## WORK TO COMPLETE
Reproduce the material below verbatim, from its very first line down through the line containing "[(490, 768), (240, 718), (365, 738), (1133, 648), (907, 776)]", with both of those lines included.

## DATA EXCERPTS
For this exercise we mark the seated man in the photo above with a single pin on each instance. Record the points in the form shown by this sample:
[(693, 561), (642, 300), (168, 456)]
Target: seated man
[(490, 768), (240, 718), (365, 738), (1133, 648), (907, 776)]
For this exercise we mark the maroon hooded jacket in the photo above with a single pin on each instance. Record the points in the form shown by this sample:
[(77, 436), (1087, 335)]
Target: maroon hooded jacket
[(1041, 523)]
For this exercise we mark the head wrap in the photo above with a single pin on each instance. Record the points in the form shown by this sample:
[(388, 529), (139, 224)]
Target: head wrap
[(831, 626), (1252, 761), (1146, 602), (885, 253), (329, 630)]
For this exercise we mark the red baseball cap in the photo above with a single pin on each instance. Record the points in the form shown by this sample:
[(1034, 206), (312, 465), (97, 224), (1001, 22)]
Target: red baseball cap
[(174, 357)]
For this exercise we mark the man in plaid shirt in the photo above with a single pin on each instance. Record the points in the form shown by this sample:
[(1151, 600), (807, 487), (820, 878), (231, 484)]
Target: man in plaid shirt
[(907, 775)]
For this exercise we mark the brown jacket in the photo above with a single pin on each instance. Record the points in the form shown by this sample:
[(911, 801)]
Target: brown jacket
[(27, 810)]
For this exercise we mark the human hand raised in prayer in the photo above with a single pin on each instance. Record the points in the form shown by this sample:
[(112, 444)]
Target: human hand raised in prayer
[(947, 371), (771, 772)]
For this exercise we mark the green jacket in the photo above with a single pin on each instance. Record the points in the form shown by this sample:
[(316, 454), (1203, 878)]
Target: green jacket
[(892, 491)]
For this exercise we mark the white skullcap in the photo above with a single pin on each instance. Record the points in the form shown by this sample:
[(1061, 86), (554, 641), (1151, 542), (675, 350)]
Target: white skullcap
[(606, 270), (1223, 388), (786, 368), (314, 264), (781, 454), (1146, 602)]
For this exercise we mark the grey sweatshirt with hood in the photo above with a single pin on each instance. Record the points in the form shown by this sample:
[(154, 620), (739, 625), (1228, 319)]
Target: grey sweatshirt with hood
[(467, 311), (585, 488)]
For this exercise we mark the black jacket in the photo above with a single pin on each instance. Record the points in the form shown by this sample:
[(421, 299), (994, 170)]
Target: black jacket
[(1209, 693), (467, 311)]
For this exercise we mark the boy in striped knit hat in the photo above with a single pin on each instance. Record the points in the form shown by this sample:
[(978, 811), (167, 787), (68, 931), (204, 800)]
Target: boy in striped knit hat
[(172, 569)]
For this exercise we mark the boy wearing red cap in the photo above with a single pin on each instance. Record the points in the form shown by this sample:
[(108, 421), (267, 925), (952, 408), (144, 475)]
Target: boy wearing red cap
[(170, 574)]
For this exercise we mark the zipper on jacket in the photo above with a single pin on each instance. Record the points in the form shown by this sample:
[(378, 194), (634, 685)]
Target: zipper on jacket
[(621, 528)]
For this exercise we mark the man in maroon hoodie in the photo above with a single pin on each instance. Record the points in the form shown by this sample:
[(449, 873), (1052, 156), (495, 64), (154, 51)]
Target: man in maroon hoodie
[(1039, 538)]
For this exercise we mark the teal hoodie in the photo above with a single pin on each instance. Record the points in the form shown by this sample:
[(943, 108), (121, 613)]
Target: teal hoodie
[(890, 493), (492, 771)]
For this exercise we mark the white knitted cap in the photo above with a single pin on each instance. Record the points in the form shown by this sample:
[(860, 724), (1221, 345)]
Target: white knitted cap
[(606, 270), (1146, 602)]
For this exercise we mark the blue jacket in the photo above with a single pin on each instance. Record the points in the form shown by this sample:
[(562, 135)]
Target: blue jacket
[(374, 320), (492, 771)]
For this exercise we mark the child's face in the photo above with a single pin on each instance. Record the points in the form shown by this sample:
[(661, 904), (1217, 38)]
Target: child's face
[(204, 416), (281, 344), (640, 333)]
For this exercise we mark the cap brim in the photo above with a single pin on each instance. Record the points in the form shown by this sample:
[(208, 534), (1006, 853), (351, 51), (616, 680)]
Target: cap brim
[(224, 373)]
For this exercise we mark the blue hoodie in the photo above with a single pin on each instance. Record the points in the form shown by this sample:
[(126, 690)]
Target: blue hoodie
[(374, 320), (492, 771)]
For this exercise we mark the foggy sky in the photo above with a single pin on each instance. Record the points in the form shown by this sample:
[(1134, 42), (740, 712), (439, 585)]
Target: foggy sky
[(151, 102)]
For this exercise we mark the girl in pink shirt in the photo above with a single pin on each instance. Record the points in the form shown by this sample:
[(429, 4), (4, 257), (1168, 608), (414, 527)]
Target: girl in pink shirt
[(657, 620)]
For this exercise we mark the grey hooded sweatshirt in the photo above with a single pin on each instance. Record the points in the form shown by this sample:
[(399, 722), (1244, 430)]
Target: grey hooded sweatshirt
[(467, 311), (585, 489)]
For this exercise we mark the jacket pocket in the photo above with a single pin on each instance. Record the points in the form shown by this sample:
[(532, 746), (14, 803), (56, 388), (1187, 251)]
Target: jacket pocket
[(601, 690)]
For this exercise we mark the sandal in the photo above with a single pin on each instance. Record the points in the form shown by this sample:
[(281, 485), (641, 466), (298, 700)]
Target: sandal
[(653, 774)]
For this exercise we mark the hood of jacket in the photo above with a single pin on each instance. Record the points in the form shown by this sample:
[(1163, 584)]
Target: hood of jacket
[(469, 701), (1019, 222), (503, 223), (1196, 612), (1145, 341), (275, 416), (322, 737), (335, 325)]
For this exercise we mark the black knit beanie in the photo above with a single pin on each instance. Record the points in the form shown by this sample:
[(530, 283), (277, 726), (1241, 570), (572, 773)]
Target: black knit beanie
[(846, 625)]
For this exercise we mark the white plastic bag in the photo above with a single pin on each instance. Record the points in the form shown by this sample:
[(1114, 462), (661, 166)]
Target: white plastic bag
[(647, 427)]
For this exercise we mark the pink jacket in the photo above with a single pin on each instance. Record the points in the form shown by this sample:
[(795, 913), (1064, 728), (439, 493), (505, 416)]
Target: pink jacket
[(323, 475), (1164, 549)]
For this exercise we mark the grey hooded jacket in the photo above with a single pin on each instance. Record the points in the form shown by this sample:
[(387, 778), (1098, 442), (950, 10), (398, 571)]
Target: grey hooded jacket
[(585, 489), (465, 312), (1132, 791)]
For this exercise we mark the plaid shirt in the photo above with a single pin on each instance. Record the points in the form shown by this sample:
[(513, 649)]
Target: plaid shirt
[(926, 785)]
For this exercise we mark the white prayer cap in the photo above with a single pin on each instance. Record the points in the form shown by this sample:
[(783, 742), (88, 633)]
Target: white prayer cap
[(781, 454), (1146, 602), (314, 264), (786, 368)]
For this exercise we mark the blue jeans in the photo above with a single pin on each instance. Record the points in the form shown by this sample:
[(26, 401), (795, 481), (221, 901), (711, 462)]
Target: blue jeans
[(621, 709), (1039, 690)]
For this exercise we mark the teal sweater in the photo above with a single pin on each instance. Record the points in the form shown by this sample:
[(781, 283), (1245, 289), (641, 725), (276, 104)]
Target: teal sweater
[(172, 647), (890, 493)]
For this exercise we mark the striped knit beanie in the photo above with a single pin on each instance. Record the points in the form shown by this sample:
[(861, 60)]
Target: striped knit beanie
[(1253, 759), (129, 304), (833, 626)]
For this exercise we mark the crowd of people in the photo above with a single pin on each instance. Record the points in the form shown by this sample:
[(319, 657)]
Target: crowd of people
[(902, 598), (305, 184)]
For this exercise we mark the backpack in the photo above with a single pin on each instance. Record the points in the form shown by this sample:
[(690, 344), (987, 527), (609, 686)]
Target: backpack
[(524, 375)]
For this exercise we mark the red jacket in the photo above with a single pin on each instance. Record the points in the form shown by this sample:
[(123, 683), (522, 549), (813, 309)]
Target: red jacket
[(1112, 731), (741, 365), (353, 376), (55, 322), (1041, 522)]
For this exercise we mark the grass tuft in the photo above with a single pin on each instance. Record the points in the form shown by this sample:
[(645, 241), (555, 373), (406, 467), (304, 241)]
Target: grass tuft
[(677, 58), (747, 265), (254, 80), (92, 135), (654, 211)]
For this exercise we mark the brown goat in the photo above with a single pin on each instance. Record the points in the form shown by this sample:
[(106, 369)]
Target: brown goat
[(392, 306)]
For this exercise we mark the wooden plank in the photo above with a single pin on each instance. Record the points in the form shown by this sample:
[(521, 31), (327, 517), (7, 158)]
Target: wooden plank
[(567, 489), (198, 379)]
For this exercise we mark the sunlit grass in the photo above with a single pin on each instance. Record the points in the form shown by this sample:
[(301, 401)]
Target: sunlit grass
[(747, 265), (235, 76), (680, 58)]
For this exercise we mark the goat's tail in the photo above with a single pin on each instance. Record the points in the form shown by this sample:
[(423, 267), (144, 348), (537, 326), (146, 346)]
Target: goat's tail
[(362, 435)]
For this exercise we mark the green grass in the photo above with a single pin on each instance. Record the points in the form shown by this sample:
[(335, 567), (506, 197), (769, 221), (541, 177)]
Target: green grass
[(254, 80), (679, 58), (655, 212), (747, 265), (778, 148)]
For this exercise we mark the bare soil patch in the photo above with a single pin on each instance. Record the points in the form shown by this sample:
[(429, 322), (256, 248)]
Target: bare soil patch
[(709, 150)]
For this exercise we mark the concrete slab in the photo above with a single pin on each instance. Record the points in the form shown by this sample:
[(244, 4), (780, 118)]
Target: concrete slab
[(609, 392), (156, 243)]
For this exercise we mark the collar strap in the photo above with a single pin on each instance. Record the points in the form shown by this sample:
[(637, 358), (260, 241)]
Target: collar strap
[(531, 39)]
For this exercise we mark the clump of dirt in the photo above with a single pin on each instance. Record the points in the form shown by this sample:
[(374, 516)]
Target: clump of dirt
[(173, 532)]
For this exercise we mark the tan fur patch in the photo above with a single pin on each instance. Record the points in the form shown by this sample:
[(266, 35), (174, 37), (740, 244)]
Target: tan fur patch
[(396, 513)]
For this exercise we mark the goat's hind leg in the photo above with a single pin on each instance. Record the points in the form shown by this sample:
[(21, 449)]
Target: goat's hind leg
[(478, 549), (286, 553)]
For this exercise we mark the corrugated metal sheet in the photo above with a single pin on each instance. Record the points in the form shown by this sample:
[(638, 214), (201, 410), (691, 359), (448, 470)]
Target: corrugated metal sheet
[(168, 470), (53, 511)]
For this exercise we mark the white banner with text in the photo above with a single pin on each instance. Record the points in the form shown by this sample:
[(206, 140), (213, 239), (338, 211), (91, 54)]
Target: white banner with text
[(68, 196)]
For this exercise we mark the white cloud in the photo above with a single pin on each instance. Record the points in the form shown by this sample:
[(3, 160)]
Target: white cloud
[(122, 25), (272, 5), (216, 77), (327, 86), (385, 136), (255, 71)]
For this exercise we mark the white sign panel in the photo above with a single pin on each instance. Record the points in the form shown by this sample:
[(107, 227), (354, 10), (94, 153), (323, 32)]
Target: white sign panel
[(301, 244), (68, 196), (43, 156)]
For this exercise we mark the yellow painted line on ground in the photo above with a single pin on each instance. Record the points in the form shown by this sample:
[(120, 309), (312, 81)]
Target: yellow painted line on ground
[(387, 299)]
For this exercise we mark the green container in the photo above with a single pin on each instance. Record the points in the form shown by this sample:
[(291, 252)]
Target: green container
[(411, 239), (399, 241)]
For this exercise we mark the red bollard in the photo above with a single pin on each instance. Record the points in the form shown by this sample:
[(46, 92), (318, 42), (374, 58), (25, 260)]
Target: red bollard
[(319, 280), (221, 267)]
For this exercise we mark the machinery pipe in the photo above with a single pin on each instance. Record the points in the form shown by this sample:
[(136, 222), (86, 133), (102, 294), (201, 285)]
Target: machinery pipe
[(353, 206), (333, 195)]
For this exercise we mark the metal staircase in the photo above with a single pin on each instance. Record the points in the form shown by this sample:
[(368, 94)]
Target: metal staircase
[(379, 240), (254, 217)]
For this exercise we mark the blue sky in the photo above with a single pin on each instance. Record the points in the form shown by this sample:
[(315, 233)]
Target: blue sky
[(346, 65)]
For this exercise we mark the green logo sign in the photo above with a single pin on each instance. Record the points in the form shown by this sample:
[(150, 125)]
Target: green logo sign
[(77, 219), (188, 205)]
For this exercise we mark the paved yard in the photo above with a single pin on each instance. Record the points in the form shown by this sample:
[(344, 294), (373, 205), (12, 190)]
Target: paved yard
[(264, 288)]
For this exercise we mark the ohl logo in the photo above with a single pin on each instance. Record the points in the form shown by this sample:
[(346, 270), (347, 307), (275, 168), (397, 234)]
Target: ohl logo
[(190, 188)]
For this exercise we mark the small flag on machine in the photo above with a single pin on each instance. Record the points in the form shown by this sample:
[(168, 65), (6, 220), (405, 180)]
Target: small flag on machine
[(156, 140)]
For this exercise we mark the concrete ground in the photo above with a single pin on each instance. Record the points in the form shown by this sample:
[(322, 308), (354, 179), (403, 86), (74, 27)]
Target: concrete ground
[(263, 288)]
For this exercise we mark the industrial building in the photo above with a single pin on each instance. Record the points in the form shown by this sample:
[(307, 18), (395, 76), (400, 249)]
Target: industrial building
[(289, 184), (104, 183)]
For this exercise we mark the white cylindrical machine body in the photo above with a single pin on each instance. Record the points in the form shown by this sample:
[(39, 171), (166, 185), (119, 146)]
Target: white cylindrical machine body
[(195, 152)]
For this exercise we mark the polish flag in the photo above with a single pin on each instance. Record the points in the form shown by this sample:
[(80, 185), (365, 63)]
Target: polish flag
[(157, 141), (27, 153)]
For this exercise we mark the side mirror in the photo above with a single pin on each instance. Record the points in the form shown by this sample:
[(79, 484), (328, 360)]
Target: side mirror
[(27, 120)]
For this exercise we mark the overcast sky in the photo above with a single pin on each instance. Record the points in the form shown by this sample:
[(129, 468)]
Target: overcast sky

## TASK OUTPUT
For this exercise we mark the seated man in the photo above with a single pin on each instance. Record the points in the form shown by this sample:
[(693, 561), (642, 300), (168, 456)]
Target: seated man
[(490, 768), (240, 718), (365, 738), (1133, 648), (907, 776)]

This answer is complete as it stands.